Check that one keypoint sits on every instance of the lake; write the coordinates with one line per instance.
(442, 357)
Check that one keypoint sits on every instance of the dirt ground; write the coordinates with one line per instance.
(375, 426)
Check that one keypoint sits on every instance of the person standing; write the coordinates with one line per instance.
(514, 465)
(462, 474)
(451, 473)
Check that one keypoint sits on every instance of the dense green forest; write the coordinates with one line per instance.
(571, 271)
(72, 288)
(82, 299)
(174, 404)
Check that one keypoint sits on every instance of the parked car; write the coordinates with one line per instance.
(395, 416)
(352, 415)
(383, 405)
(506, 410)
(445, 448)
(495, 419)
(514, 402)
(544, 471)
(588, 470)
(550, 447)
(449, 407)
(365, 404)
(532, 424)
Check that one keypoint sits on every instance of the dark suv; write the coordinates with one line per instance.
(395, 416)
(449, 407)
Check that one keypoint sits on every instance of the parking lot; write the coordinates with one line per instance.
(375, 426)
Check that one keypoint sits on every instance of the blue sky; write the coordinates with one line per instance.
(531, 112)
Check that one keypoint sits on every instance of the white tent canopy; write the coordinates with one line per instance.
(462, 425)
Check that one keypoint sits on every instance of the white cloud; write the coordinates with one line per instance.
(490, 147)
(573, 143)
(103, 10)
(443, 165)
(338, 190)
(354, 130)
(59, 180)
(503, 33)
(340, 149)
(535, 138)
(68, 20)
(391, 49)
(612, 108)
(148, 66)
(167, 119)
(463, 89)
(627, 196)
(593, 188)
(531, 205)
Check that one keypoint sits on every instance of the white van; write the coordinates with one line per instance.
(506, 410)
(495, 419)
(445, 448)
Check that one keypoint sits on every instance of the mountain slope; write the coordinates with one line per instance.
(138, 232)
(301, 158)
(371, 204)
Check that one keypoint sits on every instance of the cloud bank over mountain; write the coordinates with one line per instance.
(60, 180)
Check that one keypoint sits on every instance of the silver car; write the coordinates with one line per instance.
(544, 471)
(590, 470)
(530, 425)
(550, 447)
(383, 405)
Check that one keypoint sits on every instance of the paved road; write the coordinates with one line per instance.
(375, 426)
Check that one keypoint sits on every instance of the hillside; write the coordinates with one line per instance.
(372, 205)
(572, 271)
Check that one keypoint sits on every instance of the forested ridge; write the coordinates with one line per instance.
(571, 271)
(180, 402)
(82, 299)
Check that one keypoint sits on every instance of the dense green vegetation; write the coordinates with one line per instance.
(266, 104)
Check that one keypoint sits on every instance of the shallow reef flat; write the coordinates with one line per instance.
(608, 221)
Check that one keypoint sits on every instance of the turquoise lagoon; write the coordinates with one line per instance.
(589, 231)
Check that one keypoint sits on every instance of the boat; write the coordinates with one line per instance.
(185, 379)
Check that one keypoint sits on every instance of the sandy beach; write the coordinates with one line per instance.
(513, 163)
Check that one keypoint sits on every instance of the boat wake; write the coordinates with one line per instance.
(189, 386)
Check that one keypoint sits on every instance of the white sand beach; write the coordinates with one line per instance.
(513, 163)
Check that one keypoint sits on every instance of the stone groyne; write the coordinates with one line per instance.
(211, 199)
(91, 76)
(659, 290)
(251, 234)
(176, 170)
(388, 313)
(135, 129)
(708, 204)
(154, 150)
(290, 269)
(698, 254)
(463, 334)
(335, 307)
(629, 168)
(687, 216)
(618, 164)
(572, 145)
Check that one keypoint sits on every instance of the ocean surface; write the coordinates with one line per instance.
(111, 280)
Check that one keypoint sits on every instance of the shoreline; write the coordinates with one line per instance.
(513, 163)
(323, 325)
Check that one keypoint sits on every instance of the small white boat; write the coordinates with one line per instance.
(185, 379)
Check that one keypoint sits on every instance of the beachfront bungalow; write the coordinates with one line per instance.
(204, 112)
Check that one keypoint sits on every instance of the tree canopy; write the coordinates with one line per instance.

==========

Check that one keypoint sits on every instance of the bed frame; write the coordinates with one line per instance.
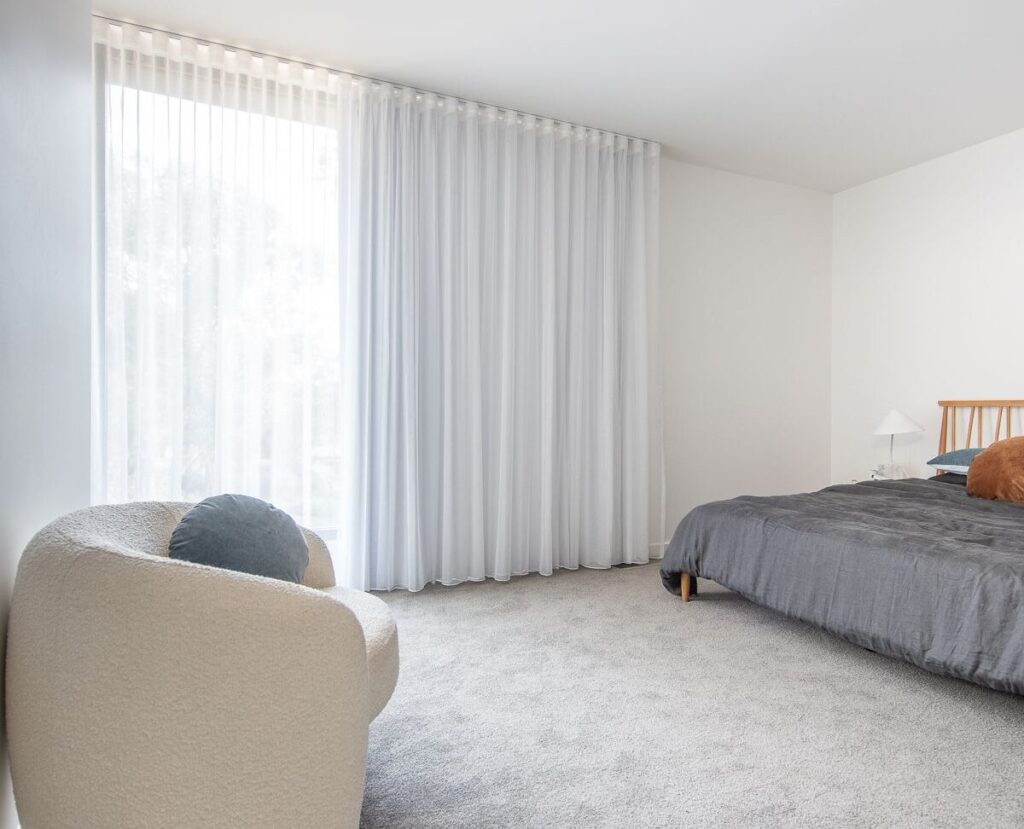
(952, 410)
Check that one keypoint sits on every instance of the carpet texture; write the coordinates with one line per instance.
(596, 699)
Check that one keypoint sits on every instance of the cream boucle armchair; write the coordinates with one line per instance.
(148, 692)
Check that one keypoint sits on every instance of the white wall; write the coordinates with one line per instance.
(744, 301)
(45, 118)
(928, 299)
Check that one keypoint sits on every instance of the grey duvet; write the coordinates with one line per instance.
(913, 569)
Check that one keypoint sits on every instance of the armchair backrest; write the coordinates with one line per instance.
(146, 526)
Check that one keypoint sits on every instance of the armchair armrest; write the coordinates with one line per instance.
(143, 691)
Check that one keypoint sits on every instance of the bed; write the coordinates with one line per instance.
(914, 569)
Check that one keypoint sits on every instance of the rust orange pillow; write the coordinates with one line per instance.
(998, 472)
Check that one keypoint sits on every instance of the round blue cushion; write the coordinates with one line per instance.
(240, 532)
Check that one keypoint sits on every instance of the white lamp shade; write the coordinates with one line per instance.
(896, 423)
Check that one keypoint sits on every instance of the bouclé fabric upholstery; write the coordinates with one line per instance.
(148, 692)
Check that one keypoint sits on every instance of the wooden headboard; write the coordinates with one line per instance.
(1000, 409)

==========

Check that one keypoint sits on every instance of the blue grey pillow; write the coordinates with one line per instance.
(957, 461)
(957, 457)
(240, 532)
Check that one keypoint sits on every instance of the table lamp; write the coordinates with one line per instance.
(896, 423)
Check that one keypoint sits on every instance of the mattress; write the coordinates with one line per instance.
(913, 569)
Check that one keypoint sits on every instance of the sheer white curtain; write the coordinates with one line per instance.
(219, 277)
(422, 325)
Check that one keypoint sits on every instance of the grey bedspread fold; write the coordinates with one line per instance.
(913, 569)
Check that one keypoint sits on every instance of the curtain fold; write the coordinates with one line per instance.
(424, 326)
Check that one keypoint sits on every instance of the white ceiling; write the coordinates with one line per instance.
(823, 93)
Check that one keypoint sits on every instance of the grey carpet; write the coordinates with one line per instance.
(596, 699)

==========

● Your goal
Above are the records. Copy the lines beginning at the one that has "the white sand" and ending with the one that has "Check that one keypoint sits on every instance of the tree", unchanged.

● Response
Check that one keypoint sits on every instance of the white sand beach; write the coordinates with one line per instance.
(513, 163)
Check that one keypoint sits on every instance of the stone groyne; write the coordinates with one line per instance.
(211, 199)
(91, 76)
(659, 290)
(251, 234)
(176, 170)
(388, 313)
(135, 129)
(708, 204)
(154, 150)
(290, 269)
(698, 254)
(463, 334)
(335, 307)
(629, 168)
(687, 216)
(618, 164)
(572, 145)
Check that one keypoint sits on every instance of the ocean surface; write the coordinates with one line per instance.
(111, 280)
Check that one keypoint sits on every instance of the shoreline; write the coordinates with one line per instance.
(513, 163)
(323, 325)
Check that one keypoint sits on every instance of the small white boat; write the coordinates with one line per instance.
(185, 379)
Check that one keypoint sits on every instance of the beachfront bungalow; write the coordinates with one line per instance.
(204, 112)
Check that one keypoint sits on every instance of the tree canopy; write the coordinates with one line per instance.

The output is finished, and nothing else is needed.